● WORK REQUIRED
Please return every row below word for word, changing nothing.

● DATA IN THIS EXERCISE
## begin
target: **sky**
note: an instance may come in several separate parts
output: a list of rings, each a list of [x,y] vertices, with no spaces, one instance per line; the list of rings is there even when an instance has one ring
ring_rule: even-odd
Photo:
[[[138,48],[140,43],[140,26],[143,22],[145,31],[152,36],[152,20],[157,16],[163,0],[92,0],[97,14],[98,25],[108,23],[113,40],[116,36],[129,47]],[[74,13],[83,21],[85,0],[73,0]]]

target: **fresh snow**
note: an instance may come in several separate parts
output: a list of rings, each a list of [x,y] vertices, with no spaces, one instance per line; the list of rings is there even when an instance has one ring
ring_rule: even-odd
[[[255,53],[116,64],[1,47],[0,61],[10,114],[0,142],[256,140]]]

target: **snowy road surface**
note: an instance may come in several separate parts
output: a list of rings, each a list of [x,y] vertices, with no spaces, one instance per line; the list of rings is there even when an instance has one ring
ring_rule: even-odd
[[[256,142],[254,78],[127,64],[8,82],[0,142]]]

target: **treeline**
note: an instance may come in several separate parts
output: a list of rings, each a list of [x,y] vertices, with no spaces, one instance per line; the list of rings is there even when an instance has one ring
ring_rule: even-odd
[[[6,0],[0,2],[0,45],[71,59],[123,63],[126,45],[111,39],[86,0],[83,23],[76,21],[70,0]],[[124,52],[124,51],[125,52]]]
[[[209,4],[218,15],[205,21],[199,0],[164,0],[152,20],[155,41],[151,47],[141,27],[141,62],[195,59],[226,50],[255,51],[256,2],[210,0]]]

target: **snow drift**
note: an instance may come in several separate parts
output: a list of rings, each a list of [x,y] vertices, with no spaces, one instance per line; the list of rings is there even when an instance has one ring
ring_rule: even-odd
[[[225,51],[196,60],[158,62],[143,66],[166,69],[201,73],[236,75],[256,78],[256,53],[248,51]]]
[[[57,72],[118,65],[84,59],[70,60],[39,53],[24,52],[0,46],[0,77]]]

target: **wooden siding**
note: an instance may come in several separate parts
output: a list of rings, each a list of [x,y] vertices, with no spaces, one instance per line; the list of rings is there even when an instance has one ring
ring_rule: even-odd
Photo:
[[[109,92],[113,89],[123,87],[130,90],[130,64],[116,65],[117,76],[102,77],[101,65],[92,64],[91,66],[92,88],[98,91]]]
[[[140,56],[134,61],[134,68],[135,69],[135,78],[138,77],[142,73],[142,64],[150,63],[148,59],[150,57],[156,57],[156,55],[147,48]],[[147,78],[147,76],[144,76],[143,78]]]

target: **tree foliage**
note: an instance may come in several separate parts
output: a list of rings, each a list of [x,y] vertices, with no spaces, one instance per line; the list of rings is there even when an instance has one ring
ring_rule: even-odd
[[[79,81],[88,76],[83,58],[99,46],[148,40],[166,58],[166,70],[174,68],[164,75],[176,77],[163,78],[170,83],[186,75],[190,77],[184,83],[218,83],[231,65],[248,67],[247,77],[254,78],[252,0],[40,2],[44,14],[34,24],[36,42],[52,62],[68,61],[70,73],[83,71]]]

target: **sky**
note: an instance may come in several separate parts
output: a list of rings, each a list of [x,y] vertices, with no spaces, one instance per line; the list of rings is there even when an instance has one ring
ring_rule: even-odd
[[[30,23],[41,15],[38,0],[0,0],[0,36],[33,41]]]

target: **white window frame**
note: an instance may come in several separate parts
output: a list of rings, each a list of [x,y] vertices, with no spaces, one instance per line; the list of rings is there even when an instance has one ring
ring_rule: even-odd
## end
● THE SOLUTION
target: **sky**
note: an instance may come in several separate parts
output: a list of rings, each a list of [x,y] vertices, with no spaces, one instance per line; the list of rings is there even when an instance has one ring
ring_rule: even-odd
Photo:
[[[138,48],[140,43],[140,26],[143,22],[145,31],[152,36],[152,20],[157,16],[163,0],[92,0],[97,14],[98,25],[108,23],[113,40],[116,36],[129,47]],[[74,13],[83,21],[85,0],[73,0]]]

target: **fresh snow**
note: an instance may come in several separate parts
output: a list of rings, each a list of [x,y] vertices, with no spaces, one instance per line; the list of rings is there even when an instance has one ring
ring_rule: even-odd
[[[255,53],[116,64],[1,47],[0,61],[10,114],[0,142],[256,140]]]

target: **snowy road surface**
note: an instance may come in several separate parts
output: a list of rings, each a list of [x,y] vertices, with no spaces, one instance per line; the list of rings is there even when an instance has one ring
ring_rule: even-odd
[[[256,142],[254,78],[127,64],[8,82],[0,142]]]

target: **treeline**
note: an instance may come in several separate parts
output: a list of rings, each a list of [x,y] vertices, with no spaces, one instance per line; the list of rings is there even when an instance has one ring
ring_rule: even-odd
[[[6,0],[0,2],[0,45],[71,59],[123,63],[126,45],[111,39],[86,0],[83,23],[76,21],[70,0]],[[124,52],[124,51],[125,52]]]
[[[209,4],[218,15],[205,21],[199,0],[164,0],[152,20],[155,41],[151,47],[141,27],[141,62],[195,59],[226,50],[255,51],[256,2],[210,0]]]

target: **snow drift**
note: an instance may come in several separate parts
output: a list of rings, each a list of [x,y] vertices, with no spaces, one instance per line; the list of rings is there even when an instance has one ring
ring_rule: even-odd
[[[225,51],[196,60],[158,62],[143,66],[166,69],[201,73],[236,75],[256,78],[256,53],[248,51]]]
[[[57,72],[118,65],[84,59],[70,60],[39,53],[24,52],[0,46],[0,77]]]

target: **wooden siding**
note: an instance may come in several separate parts
output: a list of rings, each a list of [x,y] vertices, with no spaces, one instance per line; the list of rings is there even when an instance has one ring
ring_rule: even-odd
Photo:
[[[109,92],[113,89],[123,87],[130,90],[130,64],[116,65],[117,76],[102,77],[101,65],[92,64],[91,66],[92,88],[98,91]]]
[[[140,56],[134,61],[134,68],[135,69],[135,78],[138,77],[142,73],[142,64],[150,63],[148,59],[150,57],[156,57],[156,55],[147,48]],[[147,78],[147,76],[144,76],[143,78]]]

target: **tree foliage**
note: an instance may come in several separate parts
output: a list of rings, each a list of [x,y] vertices, with no spaces, one instance per line; the list of rings is there even when an instance has one ring
ring_rule: even-odd
[[[79,81],[88,76],[83,58],[99,46],[148,40],[166,58],[166,70],[174,68],[164,75],[176,77],[163,78],[170,83],[186,75],[190,77],[184,83],[218,83],[231,65],[248,67],[247,77],[254,78],[252,0],[40,2],[44,14],[34,24],[36,42],[52,62],[68,61],[70,73],[83,71]]]

target: **sky**
note: an instance may come in several separate parts
output: a list of rings, each a list of [x,y] vertices, with no spaces, one instance per line; the list of rings is there even when an instance has one ring
ring_rule: even-odd
[[[30,23],[41,15],[38,0],[0,0],[0,36],[33,41]]]

target: **white window frame**
note: an instance may come in several separate parts
output: a list of rings, each a list of [x,y] vertices, with no spaces, one instance per line; the list of rings is there even when an instance has one ring
ring_rule: even-odd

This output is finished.